> **Work to be completed**
One line in the listing below contains "Where can the knuckle". Repeat that line and each line after it exactly, ending with the last one.

> **Excerpted records**
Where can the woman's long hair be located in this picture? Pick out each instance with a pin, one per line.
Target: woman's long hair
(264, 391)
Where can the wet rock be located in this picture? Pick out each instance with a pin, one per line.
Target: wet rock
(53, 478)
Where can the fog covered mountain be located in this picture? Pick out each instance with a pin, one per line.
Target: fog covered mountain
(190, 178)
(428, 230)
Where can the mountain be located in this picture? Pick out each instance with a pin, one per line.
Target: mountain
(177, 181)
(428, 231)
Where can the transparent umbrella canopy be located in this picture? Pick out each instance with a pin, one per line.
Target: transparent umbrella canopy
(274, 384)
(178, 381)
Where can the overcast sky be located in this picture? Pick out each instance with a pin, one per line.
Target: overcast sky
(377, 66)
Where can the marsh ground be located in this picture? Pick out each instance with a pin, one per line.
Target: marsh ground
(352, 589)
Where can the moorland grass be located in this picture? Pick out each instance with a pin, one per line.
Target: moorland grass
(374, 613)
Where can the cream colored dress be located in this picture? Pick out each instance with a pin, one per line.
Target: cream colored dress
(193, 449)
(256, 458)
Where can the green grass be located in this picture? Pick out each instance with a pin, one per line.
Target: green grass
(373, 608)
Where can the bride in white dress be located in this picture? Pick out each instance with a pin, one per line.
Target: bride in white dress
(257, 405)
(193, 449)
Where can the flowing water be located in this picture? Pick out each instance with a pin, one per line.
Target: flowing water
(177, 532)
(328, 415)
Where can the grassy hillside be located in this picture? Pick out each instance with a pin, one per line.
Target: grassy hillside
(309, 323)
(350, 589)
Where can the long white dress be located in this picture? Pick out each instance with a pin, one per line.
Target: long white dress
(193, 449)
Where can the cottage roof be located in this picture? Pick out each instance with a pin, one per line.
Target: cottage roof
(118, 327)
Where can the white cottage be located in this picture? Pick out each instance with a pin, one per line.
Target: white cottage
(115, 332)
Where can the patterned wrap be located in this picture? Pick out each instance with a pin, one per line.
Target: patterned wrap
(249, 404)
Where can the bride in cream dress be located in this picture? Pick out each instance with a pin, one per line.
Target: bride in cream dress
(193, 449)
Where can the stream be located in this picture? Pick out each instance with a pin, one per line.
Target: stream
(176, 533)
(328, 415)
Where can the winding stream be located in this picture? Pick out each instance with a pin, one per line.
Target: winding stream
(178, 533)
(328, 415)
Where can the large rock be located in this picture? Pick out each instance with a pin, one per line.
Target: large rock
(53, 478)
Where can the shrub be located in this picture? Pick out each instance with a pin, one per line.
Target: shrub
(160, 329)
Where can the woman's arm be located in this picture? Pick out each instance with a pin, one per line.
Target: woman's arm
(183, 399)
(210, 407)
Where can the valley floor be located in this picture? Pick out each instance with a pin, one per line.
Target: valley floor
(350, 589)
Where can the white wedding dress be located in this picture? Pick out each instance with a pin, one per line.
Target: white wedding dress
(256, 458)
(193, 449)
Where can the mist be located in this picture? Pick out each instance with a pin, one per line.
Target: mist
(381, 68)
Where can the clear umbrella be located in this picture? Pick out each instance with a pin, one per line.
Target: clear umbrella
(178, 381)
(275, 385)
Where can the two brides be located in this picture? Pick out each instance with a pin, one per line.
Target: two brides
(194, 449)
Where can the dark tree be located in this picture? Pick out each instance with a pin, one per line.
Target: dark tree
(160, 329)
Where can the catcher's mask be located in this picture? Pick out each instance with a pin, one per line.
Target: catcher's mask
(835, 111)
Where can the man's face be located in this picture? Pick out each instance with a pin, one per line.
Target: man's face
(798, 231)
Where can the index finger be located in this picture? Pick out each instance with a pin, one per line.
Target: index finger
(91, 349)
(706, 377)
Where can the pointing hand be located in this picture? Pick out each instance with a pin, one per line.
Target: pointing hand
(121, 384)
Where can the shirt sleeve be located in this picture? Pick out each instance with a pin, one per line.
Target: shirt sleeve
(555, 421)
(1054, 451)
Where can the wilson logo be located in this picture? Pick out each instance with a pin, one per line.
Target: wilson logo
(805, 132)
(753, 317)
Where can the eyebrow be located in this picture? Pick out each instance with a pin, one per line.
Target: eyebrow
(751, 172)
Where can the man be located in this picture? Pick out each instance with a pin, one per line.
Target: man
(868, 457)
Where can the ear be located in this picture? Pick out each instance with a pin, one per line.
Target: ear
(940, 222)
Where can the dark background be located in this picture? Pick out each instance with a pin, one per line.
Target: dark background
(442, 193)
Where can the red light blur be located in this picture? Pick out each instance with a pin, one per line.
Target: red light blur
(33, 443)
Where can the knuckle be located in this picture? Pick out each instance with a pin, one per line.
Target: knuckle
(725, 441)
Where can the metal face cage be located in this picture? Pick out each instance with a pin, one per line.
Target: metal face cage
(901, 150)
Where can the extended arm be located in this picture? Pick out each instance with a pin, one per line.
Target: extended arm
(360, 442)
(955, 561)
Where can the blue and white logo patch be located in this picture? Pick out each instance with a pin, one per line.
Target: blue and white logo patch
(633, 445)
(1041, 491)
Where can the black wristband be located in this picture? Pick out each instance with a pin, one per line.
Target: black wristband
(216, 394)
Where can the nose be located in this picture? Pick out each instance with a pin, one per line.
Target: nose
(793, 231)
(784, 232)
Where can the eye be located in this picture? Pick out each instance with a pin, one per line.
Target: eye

> **Exercise output**
Where can the knuckle be located in this picture? Pick out each instance with a pin, one per line.
Target: knuckle
(725, 441)
Where can the metal face cage be located in this picture? Pick out each instance with a pin, one per line.
Target: metal face cage
(901, 150)
Where can the extended arm be located in this picture? Pick out each instance with a pin, one per line.
Target: extended arm
(360, 442)
(955, 561)
Where can the blue and white logo patch be located in this picture? Pick out each instance with a pin, one per line.
Target: blue and white logo patch
(633, 445)
(1041, 491)
Where can the black wristband be located in this picture? Pick out each instance with a pin, one per line.
Target: black wristband
(216, 394)
Where can the nose be located in this picture? Pick out each instance with a pin, one per line.
Target: nose
(793, 231)
(784, 232)
Where can the eye be located in this picture? Pick out each instance with a pin, one per line.
Target: eye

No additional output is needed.